AIM OF THE EXERCISE -> All lines in the records below with the word "asked" must be returned.
#### DATA TO USE ####
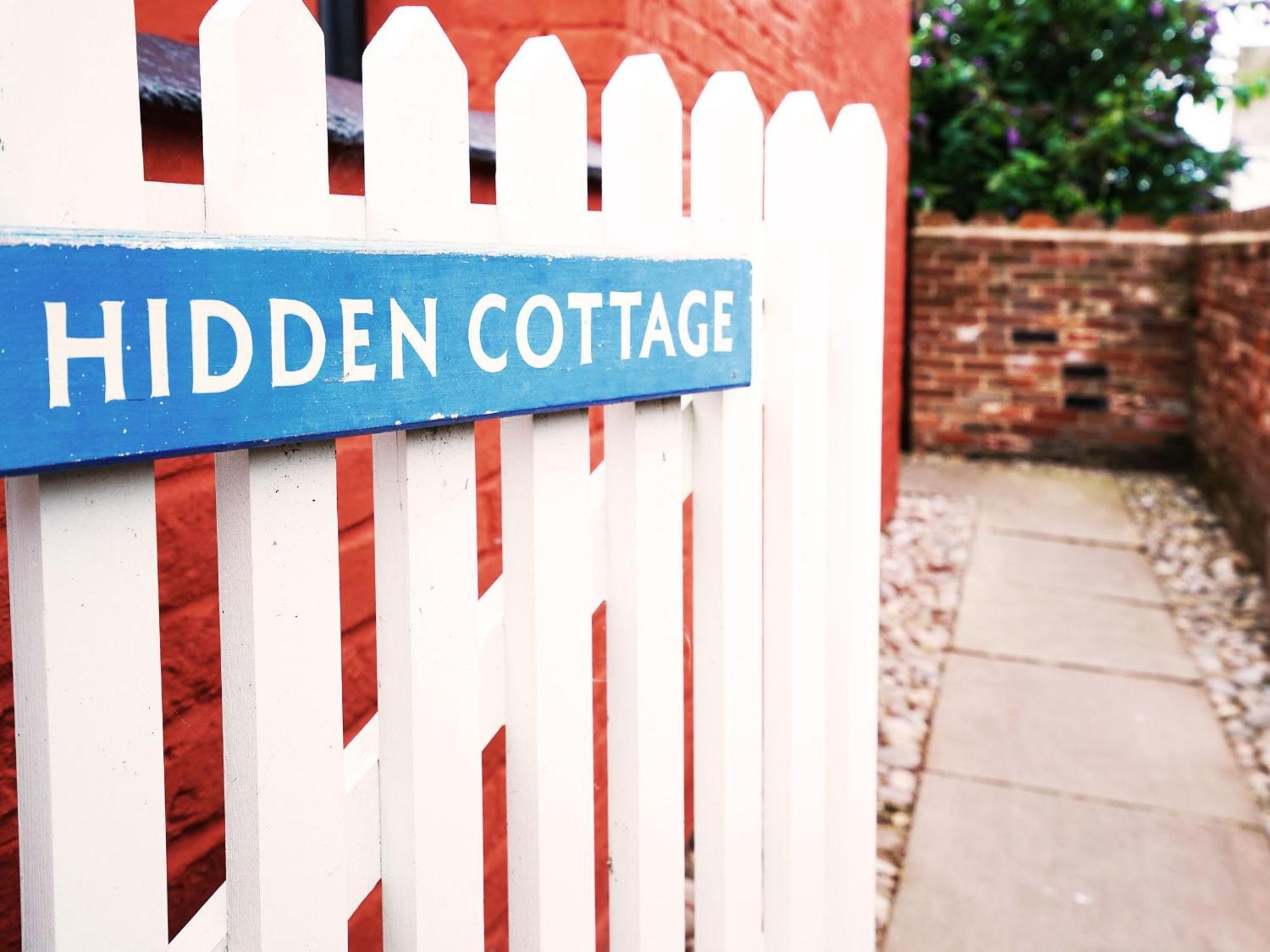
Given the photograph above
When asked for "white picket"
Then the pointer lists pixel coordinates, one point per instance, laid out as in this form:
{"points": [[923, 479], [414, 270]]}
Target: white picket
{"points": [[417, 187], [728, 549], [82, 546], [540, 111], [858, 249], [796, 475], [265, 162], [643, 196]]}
####
#### DATA TO USE ####
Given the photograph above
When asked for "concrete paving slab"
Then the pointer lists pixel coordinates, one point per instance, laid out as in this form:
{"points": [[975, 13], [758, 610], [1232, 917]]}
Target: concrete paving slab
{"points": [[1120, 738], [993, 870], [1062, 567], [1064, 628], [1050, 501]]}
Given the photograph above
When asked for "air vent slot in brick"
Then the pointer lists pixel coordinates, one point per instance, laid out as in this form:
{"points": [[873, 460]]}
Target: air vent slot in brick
####
WRITTEN SOLUTION ->
When asked for "white picket"
When asked for "concrete paving slab"
When asked for "air vent slot in brick"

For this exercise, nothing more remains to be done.